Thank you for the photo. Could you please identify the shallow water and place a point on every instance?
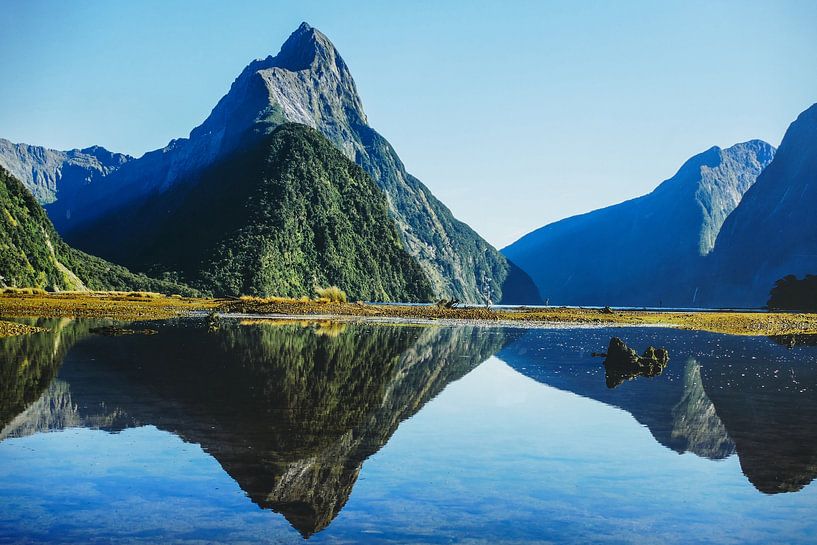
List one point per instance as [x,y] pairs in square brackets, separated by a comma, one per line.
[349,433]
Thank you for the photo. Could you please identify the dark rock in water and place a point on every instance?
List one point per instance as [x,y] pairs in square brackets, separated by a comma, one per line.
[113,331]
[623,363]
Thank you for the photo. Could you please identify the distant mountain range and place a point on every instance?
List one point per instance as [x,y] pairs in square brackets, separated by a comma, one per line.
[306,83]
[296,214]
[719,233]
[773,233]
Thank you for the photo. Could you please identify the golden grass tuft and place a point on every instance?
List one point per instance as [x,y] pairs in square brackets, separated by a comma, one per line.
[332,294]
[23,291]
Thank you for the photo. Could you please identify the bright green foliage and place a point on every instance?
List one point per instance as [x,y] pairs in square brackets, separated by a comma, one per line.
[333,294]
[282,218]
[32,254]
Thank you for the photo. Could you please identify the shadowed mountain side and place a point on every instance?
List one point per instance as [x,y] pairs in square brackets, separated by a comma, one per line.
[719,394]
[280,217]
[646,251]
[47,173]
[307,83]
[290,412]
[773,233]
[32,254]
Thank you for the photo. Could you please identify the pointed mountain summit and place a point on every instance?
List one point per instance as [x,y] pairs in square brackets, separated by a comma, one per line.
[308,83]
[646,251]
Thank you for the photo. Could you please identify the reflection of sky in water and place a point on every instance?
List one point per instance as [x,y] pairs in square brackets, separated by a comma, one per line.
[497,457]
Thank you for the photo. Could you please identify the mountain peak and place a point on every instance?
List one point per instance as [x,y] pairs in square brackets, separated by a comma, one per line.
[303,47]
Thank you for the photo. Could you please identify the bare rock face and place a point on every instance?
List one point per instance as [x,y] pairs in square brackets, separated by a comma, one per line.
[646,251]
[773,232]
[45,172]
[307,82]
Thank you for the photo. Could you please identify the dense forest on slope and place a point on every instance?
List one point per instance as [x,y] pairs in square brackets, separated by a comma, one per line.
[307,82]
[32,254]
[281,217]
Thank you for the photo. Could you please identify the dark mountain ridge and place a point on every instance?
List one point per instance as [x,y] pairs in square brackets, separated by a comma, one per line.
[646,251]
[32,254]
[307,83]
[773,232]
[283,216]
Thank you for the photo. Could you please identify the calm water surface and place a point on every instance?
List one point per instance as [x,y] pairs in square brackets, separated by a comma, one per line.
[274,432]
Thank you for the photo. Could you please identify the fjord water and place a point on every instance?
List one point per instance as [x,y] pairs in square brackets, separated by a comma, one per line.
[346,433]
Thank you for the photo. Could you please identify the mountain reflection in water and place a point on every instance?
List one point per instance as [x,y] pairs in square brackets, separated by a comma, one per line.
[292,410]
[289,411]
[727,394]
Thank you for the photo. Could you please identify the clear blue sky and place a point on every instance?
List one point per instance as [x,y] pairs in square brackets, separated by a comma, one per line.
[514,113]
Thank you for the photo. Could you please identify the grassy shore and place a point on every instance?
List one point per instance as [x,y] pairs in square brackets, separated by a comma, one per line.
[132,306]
--
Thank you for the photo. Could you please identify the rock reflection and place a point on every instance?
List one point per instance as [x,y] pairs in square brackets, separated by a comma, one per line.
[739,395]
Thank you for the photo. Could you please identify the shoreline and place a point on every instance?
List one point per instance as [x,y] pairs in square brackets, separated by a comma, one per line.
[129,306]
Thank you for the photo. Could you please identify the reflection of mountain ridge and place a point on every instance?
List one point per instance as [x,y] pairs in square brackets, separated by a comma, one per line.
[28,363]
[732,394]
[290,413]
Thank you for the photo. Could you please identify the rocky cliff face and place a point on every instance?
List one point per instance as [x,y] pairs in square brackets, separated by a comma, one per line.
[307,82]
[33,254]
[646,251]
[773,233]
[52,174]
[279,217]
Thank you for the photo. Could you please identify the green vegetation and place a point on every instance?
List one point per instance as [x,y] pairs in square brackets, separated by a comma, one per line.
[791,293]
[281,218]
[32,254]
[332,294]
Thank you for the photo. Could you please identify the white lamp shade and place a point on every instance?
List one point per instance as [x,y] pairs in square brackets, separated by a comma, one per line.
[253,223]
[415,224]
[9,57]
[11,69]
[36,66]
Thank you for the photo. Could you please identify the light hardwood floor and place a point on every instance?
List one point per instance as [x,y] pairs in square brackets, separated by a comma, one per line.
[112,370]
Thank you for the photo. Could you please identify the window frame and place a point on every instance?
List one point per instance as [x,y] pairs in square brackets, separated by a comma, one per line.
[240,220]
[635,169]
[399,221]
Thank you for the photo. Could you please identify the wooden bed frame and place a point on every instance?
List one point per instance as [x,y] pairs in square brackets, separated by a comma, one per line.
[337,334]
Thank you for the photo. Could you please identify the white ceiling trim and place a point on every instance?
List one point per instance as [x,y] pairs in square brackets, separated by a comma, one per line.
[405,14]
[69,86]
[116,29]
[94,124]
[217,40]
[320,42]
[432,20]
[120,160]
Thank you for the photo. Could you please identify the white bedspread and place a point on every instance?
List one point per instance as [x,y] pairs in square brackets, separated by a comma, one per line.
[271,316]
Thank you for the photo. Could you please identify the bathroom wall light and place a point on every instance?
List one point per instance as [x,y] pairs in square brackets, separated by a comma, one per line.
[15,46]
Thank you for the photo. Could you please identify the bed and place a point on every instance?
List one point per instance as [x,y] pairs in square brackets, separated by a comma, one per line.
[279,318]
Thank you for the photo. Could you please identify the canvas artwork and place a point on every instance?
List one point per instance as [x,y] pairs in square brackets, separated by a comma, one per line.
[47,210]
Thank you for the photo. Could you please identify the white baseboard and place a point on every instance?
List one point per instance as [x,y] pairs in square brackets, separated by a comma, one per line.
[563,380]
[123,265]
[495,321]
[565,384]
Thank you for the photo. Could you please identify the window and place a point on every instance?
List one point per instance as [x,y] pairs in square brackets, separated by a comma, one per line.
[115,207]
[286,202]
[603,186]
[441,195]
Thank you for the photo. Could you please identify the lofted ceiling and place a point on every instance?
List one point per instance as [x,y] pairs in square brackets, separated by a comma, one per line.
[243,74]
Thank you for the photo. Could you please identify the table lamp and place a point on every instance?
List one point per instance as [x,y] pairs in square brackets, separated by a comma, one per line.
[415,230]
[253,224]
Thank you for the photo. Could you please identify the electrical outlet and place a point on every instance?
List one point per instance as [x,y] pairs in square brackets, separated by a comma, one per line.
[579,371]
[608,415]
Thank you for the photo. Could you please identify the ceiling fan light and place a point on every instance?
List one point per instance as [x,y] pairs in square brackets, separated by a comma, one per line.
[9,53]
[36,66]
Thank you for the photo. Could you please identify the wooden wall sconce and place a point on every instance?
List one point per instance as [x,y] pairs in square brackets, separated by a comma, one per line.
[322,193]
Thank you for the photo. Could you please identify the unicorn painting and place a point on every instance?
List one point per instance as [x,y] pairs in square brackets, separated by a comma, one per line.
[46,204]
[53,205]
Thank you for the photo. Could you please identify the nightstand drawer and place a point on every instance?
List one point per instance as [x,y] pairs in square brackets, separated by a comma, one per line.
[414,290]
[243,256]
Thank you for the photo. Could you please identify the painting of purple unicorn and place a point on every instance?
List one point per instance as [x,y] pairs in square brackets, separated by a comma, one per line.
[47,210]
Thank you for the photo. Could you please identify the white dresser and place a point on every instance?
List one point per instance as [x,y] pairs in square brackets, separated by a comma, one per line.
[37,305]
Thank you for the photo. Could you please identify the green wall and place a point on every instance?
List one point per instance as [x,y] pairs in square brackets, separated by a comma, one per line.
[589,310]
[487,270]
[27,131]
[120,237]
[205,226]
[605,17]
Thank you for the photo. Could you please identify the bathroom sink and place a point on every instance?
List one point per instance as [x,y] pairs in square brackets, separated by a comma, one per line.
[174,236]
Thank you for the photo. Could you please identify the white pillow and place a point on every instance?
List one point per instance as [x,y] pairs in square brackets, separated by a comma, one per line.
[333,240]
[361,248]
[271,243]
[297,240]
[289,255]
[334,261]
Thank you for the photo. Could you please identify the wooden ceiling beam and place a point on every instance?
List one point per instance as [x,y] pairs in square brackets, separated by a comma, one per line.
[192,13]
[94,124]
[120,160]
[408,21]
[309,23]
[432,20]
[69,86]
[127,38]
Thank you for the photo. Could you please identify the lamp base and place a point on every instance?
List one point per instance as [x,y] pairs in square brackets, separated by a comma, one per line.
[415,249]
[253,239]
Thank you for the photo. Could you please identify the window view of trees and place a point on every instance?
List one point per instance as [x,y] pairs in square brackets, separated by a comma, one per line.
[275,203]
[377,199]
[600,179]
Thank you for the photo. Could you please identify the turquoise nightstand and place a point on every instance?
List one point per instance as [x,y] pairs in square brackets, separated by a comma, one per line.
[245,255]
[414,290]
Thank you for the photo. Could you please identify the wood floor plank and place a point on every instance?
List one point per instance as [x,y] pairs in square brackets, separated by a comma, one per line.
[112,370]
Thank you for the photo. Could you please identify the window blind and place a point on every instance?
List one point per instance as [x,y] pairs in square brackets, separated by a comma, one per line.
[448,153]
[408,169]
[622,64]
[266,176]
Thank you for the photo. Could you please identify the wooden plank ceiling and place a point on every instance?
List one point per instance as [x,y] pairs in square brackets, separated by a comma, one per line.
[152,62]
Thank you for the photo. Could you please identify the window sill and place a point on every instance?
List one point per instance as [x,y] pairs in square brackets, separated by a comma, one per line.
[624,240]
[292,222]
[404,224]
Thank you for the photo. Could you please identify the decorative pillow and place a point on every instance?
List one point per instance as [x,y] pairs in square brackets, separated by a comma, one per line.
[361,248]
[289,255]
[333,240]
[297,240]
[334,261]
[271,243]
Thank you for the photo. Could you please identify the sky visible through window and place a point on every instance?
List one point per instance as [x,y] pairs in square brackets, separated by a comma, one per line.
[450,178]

WHAT TO PRODUCE.
Count the lines in the items that contain the string "frame", matching case exactly. Reply with the number only.

WRITTEN REPLY.
2